=== DATA TO USE ===

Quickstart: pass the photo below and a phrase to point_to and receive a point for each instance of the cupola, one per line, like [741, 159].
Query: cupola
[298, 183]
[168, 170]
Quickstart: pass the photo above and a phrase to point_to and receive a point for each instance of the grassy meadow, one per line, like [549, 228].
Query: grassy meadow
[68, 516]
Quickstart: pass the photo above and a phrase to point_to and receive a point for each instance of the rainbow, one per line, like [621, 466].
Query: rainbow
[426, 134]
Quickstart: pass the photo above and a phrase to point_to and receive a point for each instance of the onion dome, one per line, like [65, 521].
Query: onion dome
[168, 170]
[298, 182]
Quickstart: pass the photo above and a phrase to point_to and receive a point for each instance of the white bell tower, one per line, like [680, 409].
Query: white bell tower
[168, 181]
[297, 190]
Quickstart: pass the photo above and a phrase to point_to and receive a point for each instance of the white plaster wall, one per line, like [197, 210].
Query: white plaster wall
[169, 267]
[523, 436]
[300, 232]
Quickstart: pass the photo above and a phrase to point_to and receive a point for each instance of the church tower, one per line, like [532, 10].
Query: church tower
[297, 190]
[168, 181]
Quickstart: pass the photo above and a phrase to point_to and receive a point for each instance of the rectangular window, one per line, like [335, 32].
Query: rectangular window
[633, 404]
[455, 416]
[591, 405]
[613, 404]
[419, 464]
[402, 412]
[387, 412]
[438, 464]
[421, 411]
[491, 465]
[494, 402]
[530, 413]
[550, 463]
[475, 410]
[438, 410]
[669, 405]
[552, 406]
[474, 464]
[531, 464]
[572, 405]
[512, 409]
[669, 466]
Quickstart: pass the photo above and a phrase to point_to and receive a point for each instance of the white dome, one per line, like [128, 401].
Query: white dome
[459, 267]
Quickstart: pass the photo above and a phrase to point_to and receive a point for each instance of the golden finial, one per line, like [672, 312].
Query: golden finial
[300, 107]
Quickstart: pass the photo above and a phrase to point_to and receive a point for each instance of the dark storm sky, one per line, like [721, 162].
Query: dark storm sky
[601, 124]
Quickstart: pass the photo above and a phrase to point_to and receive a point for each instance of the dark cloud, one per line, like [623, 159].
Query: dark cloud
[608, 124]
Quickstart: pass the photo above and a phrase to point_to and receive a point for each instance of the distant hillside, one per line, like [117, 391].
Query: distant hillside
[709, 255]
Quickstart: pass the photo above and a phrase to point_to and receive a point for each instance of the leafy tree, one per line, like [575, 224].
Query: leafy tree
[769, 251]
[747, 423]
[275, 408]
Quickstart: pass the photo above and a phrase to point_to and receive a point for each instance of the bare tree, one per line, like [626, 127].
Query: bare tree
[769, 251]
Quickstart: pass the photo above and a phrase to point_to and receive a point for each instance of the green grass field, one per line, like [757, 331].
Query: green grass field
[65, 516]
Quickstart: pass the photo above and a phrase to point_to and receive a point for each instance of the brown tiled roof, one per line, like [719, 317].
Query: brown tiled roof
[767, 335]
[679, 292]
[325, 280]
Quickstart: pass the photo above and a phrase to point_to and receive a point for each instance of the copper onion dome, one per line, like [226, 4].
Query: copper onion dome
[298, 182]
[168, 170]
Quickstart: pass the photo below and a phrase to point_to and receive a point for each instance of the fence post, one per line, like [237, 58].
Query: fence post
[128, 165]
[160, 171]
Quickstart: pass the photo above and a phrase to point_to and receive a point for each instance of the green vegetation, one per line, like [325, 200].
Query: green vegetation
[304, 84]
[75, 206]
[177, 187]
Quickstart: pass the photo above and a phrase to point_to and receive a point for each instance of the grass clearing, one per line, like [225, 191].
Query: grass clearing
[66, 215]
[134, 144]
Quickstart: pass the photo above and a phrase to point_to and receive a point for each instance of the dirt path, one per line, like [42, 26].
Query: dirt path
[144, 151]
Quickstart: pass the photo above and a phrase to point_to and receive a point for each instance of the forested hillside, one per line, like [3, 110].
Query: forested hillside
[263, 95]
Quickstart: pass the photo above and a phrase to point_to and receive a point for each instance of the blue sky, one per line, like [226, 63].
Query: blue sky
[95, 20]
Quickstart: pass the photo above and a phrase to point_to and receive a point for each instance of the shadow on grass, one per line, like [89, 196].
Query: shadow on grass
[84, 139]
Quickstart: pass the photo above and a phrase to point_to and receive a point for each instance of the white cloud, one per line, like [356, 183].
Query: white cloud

===

• _THE TASK_:
Please copy exactly the lines from the first line of the records above through the line containing "like [197, 210].", including both, and nothing more.

• _RESULT OF THIS EXERCISE_:
Quickstart: pass the photo below and a phrase to point_to and receive a point for each instance of the cupola, one per line, like [741, 159].
Query: cupola
[298, 183]
[168, 170]
Quickstart: pass the photo above and a phrase to point_to and receive a point for each instance of the grassy meadow, one per line, like [549, 228].
Query: grassy meadow
[68, 516]
Quickstart: pass the photo above and a phrase to point_to and receive a point for each instance of the rainbow, one per line, like [621, 466].
Query: rainbow
[426, 134]
Quickstart: pass the photo above and a phrase to point_to and receive a point for each instance of the onion dome, one per line, like [65, 521].
Query: onion dome
[168, 170]
[298, 182]
Quickstart: pass the photo above and a phrase to point_to and receive a point for each instance of the white bell tower, one per line, like [680, 409].
Query: white bell tower
[168, 181]
[297, 190]
Quickstart: pass the photo above and a phrase to point_to and receive a point for each instance of the white plaster wall, one per line, like [197, 210].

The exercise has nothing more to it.